**Entries supplied:**
————————
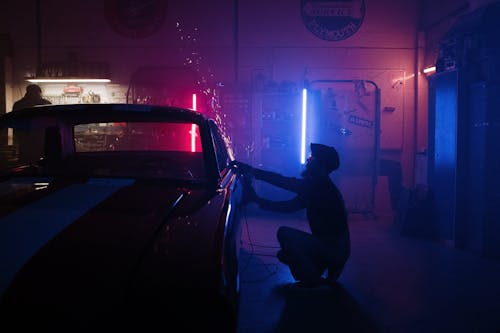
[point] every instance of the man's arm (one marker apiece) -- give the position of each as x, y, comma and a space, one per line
288, 183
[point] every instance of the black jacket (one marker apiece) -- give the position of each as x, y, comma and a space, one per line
324, 204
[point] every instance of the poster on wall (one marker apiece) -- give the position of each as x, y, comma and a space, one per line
135, 19
333, 20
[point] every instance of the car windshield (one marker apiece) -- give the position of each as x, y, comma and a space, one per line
138, 149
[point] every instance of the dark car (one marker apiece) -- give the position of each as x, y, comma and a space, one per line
127, 216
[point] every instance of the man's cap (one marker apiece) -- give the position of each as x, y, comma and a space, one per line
326, 155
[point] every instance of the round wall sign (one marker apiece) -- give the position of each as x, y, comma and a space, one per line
135, 19
333, 20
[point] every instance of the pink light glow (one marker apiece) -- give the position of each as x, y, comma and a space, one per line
193, 128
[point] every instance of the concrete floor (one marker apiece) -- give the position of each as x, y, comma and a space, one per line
390, 284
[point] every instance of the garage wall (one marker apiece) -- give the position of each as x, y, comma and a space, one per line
229, 41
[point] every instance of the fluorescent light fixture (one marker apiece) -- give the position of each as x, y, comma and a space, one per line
193, 128
430, 69
303, 134
54, 80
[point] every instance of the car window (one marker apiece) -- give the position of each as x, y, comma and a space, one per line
137, 136
138, 149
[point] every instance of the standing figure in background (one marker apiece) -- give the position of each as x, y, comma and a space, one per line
29, 143
327, 247
32, 97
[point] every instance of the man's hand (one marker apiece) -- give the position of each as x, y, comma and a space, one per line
241, 168
249, 194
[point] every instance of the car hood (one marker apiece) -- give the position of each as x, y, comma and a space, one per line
73, 242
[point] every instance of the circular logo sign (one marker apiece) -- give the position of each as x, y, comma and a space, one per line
135, 19
333, 20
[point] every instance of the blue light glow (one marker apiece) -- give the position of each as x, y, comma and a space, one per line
303, 134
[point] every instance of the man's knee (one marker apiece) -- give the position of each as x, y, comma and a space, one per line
283, 233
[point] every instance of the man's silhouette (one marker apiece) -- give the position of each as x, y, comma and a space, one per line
30, 144
32, 97
327, 248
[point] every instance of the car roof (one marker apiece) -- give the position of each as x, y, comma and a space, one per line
109, 112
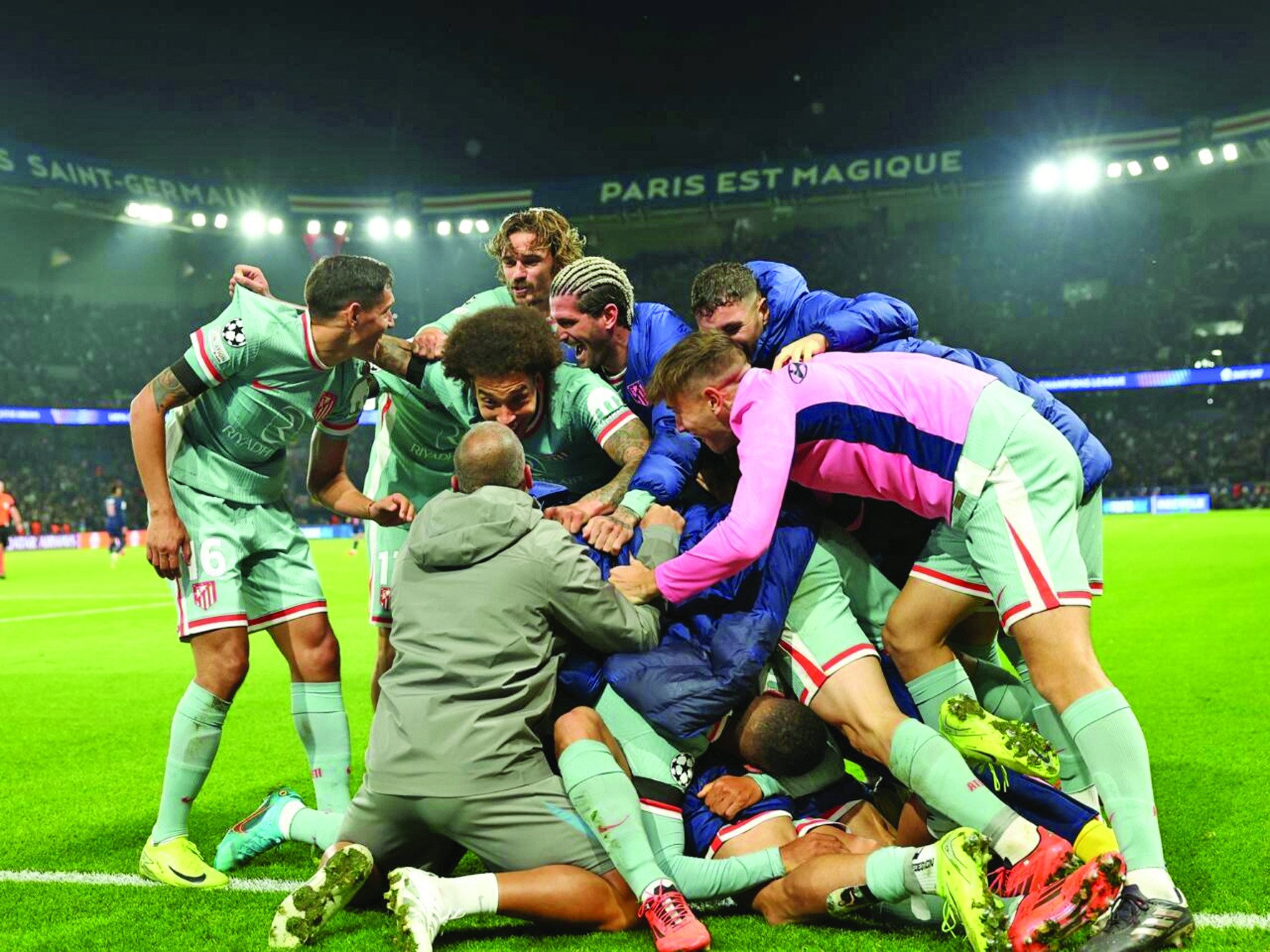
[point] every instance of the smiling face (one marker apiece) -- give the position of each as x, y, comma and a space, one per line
512, 400
589, 336
741, 321
527, 269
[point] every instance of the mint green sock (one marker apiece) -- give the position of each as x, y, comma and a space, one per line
315, 826
926, 763
607, 803
196, 734
708, 878
889, 873
1000, 692
1110, 739
935, 687
1074, 773
318, 711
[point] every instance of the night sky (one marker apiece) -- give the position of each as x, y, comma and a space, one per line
535, 91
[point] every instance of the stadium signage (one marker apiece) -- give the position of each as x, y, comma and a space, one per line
23, 164
786, 179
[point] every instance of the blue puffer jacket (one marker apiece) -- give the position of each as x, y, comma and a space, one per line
715, 643
847, 323
1095, 459
672, 456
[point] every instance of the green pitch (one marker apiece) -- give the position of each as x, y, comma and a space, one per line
91, 672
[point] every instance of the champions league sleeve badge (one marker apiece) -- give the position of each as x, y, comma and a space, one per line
234, 334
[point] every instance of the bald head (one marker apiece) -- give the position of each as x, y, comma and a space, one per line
489, 455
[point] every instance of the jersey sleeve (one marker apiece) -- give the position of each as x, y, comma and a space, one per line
230, 344
354, 387
747, 531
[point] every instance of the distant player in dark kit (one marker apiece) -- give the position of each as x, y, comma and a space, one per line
116, 519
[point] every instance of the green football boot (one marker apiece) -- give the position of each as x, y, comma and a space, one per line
984, 738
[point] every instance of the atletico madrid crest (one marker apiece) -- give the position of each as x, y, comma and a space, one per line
205, 594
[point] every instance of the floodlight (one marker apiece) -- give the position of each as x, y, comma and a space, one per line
1081, 174
254, 224
1046, 176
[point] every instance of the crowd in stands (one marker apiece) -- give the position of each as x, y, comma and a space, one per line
1124, 291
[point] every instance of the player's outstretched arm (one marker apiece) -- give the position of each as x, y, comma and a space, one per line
166, 541
329, 484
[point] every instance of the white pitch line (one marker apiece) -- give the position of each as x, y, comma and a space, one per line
83, 611
1206, 921
130, 880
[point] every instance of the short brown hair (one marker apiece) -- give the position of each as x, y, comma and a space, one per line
338, 281
498, 341
703, 356
553, 230
719, 285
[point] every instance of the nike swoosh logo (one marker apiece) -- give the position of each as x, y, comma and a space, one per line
201, 878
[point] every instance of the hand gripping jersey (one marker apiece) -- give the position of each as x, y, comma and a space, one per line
266, 384
847, 323
878, 426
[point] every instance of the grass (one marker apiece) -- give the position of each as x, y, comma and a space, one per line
86, 701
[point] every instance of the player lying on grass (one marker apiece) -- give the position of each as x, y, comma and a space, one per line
767, 309
210, 436
948, 442
486, 588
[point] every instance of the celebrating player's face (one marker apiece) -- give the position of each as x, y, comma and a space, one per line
511, 400
741, 320
527, 269
589, 336
700, 416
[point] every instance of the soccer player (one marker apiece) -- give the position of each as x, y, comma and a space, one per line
210, 437
11, 521
414, 436
946, 442
116, 508
596, 314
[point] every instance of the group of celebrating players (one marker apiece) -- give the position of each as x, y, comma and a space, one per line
744, 499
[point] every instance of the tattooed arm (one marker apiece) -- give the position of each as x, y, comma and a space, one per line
626, 449
168, 538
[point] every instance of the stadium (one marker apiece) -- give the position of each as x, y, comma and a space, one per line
1110, 253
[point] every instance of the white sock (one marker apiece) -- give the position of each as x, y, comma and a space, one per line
286, 815
1089, 796
654, 885
1016, 841
924, 867
1155, 883
465, 895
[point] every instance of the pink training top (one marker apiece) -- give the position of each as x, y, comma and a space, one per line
881, 426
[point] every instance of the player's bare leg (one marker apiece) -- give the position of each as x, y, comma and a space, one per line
318, 705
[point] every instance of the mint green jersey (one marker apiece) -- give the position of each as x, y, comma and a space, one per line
418, 428
266, 381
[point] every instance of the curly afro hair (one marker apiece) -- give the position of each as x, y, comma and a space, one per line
499, 341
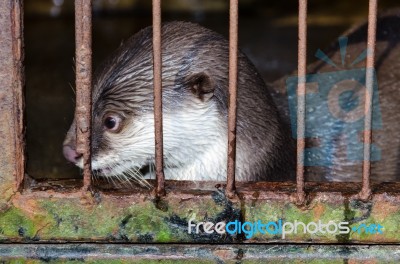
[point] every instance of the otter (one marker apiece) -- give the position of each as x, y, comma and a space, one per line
385, 165
195, 104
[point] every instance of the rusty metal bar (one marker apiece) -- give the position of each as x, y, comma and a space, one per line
365, 192
301, 92
232, 113
158, 125
83, 65
12, 145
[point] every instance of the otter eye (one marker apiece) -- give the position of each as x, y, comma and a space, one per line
112, 123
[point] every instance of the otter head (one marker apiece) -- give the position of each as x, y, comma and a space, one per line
194, 88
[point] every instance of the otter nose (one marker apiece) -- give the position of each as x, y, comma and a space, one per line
70, 154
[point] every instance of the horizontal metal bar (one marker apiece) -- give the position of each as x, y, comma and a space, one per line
199, 252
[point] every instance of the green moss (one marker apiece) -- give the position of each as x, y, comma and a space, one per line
13, 223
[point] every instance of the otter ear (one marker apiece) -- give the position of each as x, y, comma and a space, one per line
201, 86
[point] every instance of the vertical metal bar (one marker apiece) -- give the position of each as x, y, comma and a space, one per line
158, 125
83, 65
233, 53
366, 188
301, 91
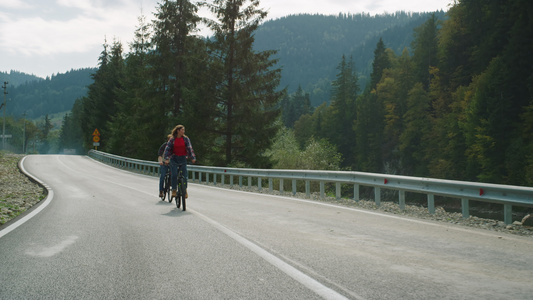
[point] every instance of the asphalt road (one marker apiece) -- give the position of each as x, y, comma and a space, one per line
104, 234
————————
**Action item:**
Please write out all the entries above again exactly as they appear, skipping any images.

**Result of this exercise:**
[point] every instance of the man's arm (one marker apiece) -- give the position of each as x, y, comma and a space, one per line
288, 183
[point] every instance of the black jacket (one marker apiece) -- give the position of each as x, y, comma and a space, one per line
324, 204
[point] every instance of the poster on wall (one marker apiece) -- give the position of each as x, y, comma and a space, one per line
135, 19
333, 20
[point] every instance of the car windshield (one marker apiece) -- give the position of each as x, y, comma and a space, one per line
138, 149
[point] every instance of the dark car (one marker apiece) -- give the position of each as x, y, comma and a space, one per line
127, 216
[point] every instance of the man's cap (one marker apiece) -- give the position of each as x, y, comma and a space, one per line
326, 155
[point] every instance of the round wall sign (one marker apiece) -- give the position of each as x, y, comma and a space, one per line
135, 19
333, 20
[point] every instance of the pink light glow (one marker apiece) -- give the position of each as x, y, comma and a space, one per line
193, 128
[point] every instance of the concrete floor (one marker apiece) -- give the position of each as x, y, comma and a space, one per line
390, 284
[point] every instance of the garage wall (one marker apiece) -- give the position of each as x, y, comma and a space, one per line
229, 41
[point] every instance of the fluorescent light fixture (one marker apiece) -- give the position of each as x, y, comma and a space, one per line
193, 128
430, 69
303, 134
54, 80
[point] every instance of the car window (one marker apiece) -- give the position of each as x, y, comma and a space, one per line
137, 136
138, 149
[point] every instance of the standing figure in background (one marker apiece) -- give the position of each as x, y, comma and a space, one per line
29, 143
327, 247
32, 97
[point] every instance of the man's hand (one marker apiece) -- give the position of each as x, y, comma and a space, one per line
241, 168
249, 194
[point] every instance of the car hood (one marker apiece) -- give the position of each as x, y, comma and a space, one per line
73, 242
[point] every instance of the circular logo sign (one marker apiece) -- give the position of each as x, y, comma and a space, one per line
135, 19
333, 20
[point] every instance of the blue light glow (one marker apiece) -- give the position of each as x, y, comma and a space, one per line
303, 134
[point] every instance of the man's knee (one marker apiece) -- give the position of each as x, y, comma and a space, one per line
283, 233
[point] every instance of the man's silhouette (one marker apiece) -- give the position of each as x, y, comma and a space, one per line
30, 144
32, 97
327, 248
[point] every instance of the car roof (one marker apiece) -- give the position of each as x, y, comma and a space, one per line
109, 112
[point] every instance of the smiling face (one marker apiece) -- give the position of each as x, y, comma and a space, one per line
512, 400
589, 336
741, 321
527, 269
[point] every instance of the mint green sock (one marker apiece) -- give the position of each as x, y, comma and a space, one per line
315, 826
926, 763
607, 803
196, 734
708, 878
889, 873
1000, 692
1110, 739
935, 687
1074, 773
318, 711
[point] every instance of the night sky (one marker apiece) -- give the position of each as x, y, comma and a space, one per line
535, 91
[point] every instance of the stadium signage (one marker apiece) -- give the position of each as x, y, comma and a space, one per line
23, 164
786, 179
[point] every instance of the blue puffer jacket (one marker apiece) -- give the position of each as x, y, comma and a space, one per line
715, 643
847, 323
1095, 459
672, 456
[point] every instance of the green pitch (one marker apiece) -- give the position of each as x, y, comma and a space, one per line
91, 672
[point] every instance of the champions league sleeve badge (one marker apiece) -- give the position of each as x, y, comma and a space, one per line
234, 334
[point] every instance of the bald head (one marker apiece) -- give the position of each as x, y, comma and a space, one per line
489, 455
[point] every instance of the jersey sleeve (one marker apiece) -- give the position of each as x, y, comma and a space, one per line
230, 344
354, 387
747, 531
[point] every instance of the distant player in dark kit (one marker apiece) -- give the position of each as x, y, comma and a space, one per line
116, 519
[point] every instance of the green football boot (one marker apiece) -- give the position of each as x, y, comma and a space, one per line
984, 738
[point] every instance of the atletico madrid crest (one marker apiece) -- give the position of each as x, y, comma and a space, one per line
205, 594
[point] every instance of the floodlight (one marker apiece) -- give the position of each as x, y, comma and a space, one per line
1081, 174
254, 224
1046, 176
[point] every instance of the crowd in stands (one marker apiece) -- give the position of each as x, y, comma and a space, one per line
1124, 291
[point] every instance of the player's outstretched arm (one marker apiece) -- give the position of each as x, y, comma and a space, one per line
166, 541
329, 484
[point] every instance of the white pitch line (one marker apiece) -- give the position of each as x, y, comma and a space, one per line
83, 611
1206, 921
130, 880
[point] every instance of the short brown hair (one marker apiece) -- give the position of each as x, y, comma and a space, one per line
338, 281
498, 341
703, 356
553, 230
719, 285
[point] every instance of the nike swoosh logo (one marker apiece) -- give the position of each as x, y, comma and a space, one per line
201, 878
[point] every instance of the hand gripping jersey (one marker apiece) -- give the position of each as x, y, comma and a space, one per line
266, 384
847, 323
878, 426
[point] every instance of the grass (one marker apiece) -- give the position of each as x, y, comma and a space, one per line
86, 701
[point] every instance of the player lying on grass (one marker apiece) -- give the position of each as x, y, comma and a space, one per line
767, 309
210, 436
948, 442
486, 588
[point] every instance of the celebrating player's face (one marker apiece) -- give the position of each as x, y, comma and a space, one per line
511, 400
741, 320
527, 269
589, 336
700, 416
[point] every instance of the soccer player (one marker apiece) -- give the position of each as x, y, comma and a space, one per line
210, 437
11, 521
414, 436
946, 442
116, 508
596, 314
[point] every instance of the group of celebrating players (one marker apiece) -- give the position of each as x, y, comma and a space, one per line
744, 499
[point] every instance of the tattooed arm (one marker apiece) -- give the position of each as x, y, comma and a space, one per line
626, 449
168, 538
[point] every instance of the stadium (one marker apiece) -- give the position of each as x, y, comma and a space, one per line
1110, 253
[point] every instance of the white sock (one marker apiece) -- give the position of each as x, y, comma and a space, one per line
286, 815
1089, 796
654, 885
1016, 841
924, 867
1155, 883
465, 895
[point] every instance of the pink training top (one marker apiece) -- give the position of each as x, y, comma and a space, one per line
881, 426
[point] every instance of the player's bare leg (one marker apiece) -- give the position of each as x, y, comma and a space, one per line
318, 705
[point] every instance of the mint green jersey (one marker apiece) -- give the position of each as x, y, comma and a space, one per line
418, 428
266, 381
[point] every instance of the curly afro hair (one marker apiece) -- give the position of each as x, y, comma and a space, one per line
499, 341
[point] every instance of the otter (one marker apiece) -- give the position of each as x, y, comma and a space, one per line
385, 165
195, 104
[point] every instance of the rusty metal bar (one marker apiece) -- give the position of each as x, y, comma and a space, one per line
365, 192
301, 92
232, 113
158, 125
83, 65
12, 145
[point] every instance of the otter eye (one marker apiece) -- give the position of each as x, y, comma and a space, one per line
112, 123
[point] every instance of the otter head (one marker apiece) -- give the position of each as x, y, comma and a space, one per line
194, 88
[point] every instance of the otter nose (one marker apiece) -- give the position of each as x, y, comma and a space, one per line
70, 154
[point] every instance of the horizontal metal bar (one marker apiece) -- give the position of each as x, y, comma and a space, one per line
199, 252
[point] every instance of the green moss (one marker apiece) -- give the position of each as x, y, comma and a space, one per line
13, 223
[point] every instance of the otter ear (one marker apiece) -- give the position of each as x, y, comma and a space, one per line
201, 86
[point] every instance of the vertical metal bar (one marker apiece) -- give the position of each as x, y, comma and a space, one per line
158, 125
83, 65
233, 53
366, 188
301, 91
[point] every instance of the asphalt road (one marker apiece) -- give the position of each as x, y, comma and a space, one per line
104, 234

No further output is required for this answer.